* [Exercise description]
Word for word, copy the data that follows and skip its pictures.

* [Stored data entries]
----

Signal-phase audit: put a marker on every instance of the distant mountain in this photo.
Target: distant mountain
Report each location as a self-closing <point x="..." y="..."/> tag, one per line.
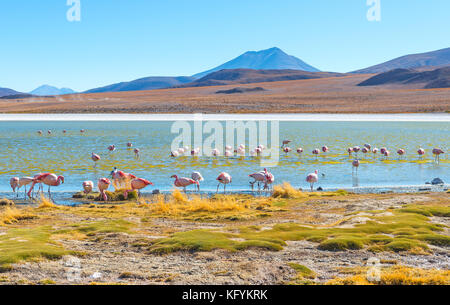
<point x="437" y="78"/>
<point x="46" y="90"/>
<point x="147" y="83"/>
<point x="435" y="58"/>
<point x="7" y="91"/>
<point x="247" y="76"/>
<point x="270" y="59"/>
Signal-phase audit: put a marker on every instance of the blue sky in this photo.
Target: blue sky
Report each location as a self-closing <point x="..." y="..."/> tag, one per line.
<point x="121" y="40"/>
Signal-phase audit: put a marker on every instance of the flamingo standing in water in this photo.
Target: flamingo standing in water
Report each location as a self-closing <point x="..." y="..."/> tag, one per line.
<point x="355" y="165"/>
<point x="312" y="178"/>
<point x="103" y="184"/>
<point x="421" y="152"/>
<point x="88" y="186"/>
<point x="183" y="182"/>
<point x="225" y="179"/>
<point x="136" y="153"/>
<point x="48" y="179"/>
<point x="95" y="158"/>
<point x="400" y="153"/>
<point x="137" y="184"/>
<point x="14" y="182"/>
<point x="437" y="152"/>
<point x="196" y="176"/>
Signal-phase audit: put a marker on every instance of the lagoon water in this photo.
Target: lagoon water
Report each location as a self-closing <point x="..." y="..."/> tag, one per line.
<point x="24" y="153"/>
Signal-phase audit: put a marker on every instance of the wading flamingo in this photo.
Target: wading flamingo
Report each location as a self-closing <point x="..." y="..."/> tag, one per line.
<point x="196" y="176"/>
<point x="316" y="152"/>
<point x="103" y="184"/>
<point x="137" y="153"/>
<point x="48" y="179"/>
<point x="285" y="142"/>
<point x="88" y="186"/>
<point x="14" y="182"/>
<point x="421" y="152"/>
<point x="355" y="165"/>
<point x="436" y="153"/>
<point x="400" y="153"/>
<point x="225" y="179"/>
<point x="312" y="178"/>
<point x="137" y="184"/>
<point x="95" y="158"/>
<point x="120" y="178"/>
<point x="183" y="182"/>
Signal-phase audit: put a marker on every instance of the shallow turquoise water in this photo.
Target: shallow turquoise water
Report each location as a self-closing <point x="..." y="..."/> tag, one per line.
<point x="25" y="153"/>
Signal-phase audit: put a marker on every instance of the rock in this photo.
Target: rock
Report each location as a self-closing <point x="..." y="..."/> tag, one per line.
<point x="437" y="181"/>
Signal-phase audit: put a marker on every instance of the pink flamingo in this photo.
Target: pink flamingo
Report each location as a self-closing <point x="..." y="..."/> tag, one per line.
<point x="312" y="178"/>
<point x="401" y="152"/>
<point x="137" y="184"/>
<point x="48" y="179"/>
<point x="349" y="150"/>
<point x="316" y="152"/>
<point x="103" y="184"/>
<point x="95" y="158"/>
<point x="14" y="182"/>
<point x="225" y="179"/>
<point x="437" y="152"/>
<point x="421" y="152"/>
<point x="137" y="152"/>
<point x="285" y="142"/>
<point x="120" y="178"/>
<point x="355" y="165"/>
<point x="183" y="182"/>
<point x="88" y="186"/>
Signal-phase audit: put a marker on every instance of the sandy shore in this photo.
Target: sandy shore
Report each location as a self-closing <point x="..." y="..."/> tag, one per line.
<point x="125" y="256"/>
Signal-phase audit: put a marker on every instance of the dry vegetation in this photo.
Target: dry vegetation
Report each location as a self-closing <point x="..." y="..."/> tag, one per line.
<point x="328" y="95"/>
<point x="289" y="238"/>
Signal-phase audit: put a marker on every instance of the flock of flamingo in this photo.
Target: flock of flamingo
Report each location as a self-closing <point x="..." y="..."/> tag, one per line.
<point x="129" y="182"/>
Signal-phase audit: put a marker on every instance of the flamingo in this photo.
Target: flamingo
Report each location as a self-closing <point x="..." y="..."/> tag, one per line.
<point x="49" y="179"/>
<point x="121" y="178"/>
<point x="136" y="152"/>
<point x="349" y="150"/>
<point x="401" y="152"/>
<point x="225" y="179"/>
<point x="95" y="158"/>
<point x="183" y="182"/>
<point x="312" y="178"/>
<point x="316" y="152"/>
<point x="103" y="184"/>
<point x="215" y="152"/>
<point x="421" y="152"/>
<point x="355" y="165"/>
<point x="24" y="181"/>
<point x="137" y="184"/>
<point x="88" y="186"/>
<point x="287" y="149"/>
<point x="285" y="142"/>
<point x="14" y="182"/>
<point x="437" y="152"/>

----

* [Answer area]
Signal-phase audit: put a marker on every instance of the distant mountain in this photo.
Target: distant mountain
Report each location as a self-closing <point x="..." y="..."/> tag, one per line.
<point x="437" y="78"/>
<point x="46" y="90"/>
<point x="147" y="83"/>
<point x="435" y="58"/>
<point x="7" y="91"/>
<point x="247" y="76"/>
<point x="270" y="59"/>
Signal-phase audit: put a marker on every instance of the blue sky in this photo.
Target: blue sky
Report each location as a self-closing <point x="..." y="..."/> tag, one per line.
<point x="121" y="40"/>
Signal-phase audit: put a marker on every instance of the flamingo standing in water in this photo.
Target: flamingo standing in water
Report each location as a self-closing <point x="..." y="..."/> tag, one per line.
<point x="355" y="165"/>
<point x="312" y="178"/>
<point x="103" y="184"/>
<point x="421" y="152"/>
<point x="88" y="186"/>
<point x="183" y="182"/>
<point x="225" y="179"/>
<point x="136" y="153"/>
<point x="48" y="179"/>
<point x="95" y="158"/>
<point x="400" y="153"/>
<point x="137" y="184"/>
<point x="14" y="182"/>
<point x="437" y="152"/>
<point x="196" y="176"/>
Signal-phase audit: put a marker on every instance of the lagoon water in this photo.
Target: lagoon water
Report each location as a self-closing <point x="..." y="..."/> tag, one per line.
<point x="24" y="153"/>
Signal-phase audit: put a marker on every instance of the wading flamingo in this photo.
Target: wading flamingo
Report each location as a self-closing <point x="..." y="..."/> tag, one per line.
<point x="196" y="176"/>
<point x="316" y="152"/>
<point x="103" y="184"/>
<point x="137" y="153"/>
<point x="48" y="179"/>
<point x="285" y="142"/>
<point x="88" y="186"/>
<point x="14" y="182"/>
<point x="421" y="152"/>
<point x="355" y="165"/>
<point x="436" y="153"/>
<point x="400" y="153"/>
<point x="225" y="179"/>
<point x="312" y="178"/>
<point x="137" y="184"/>
<point x="95" y="158"/>
<point x="120" y="178"/>
<point x="183" y="182"/>
Signal-phase audit: put a marker on every instance of the shallow turquoise water in this photo.
Target: shallow turquoise water
Report each location as a self-closing <point x="..." y="..."/> tag, one per line.
<point x="25" y="153"/>
Signal-phase audit: put a marker on every instance of the rock in this photo.
Target: rock
Report each location as a self-closing <point x="..." y="..."/> tag, one per line.
<point x="437" y="181"/>
Signal-phase audit: put a marker on every instance of the pink flamingo in this photo.
Target: pink flamingo
Report each location as a self-closing <point x="..." y="..."/> tag, one per line.
<point x="312" y="178"/>
<point x="401" y="152"/>
<point x="137" y="184"/>
<point x="48" y="179"/>
<point x="349" y="150"/>
<point x="316" y="152"/>
<point x="103" y="184"/>
<point x="95" y="158"/>
<point x="14" y="182"/>
<point x="225" y="179"/>
<point x="437" y="152"/>
<point x="421" y="152"/>
<point x="137" y="152"/>
<point x="285" y="142"/>
<point x="120" y="178"/>
<point x="355" y="165"/>
<point x="183" y="182"/>
<point x="88" y="186"/>
Signal-phase audit: put a marker on every instance of the sandy shore in this photo.
Target: sandy shore
Report each location as a self-closing <point x="..." y="..."/> tag, one per line.
<point x="125" y="256"/>
Signal-phase audit: put a marker on every instance of the dry vegetation in this photo.
Target: dry vegetation
Report each location as a self-closing <point x="..." y="..."/> tag, one per line.
<point x="328" y="95"/>
<point x="289" y="238"/>
Signal-phase audit: put a marker on every instance of the flock of flamingo in this photo.
Target: flock of flamingo
Report each location as a self-closing <point x="..." y="..."/> tag, one per line.
<point x="129" y="182"/>
Signal-phase audit: put a marker on every instance of the flamingo in this photo.
Target: flamingo
Report each location as a self-closing <point x="..." y="..."/> tag, one per line.
<point x="49" y="179"/>
<point x="121" y="178"/>
<point x="136" y="152"/>
<point x="349" y="150"/>
<point x="401" y="152"/>
<point x="225" y="179"/>
<point x="95" y="158"/>
<point x="183" y="182"/>
<point x="312" y="178"/>
<point x="316" y="152"/>
<point x="103" y="184"/>
<point x="215" y="152"/>
<point x="421" y="152"/>
<point x="355" y="165"/>
<point x="24" y="181"/>
<point x="137" y="184"/>
<point x="88" y="186"/>
<point x="287" y="149"/>
<point x="285" y="142"/>
<point x="14" y="182"/>
<point x="437" y="152"/>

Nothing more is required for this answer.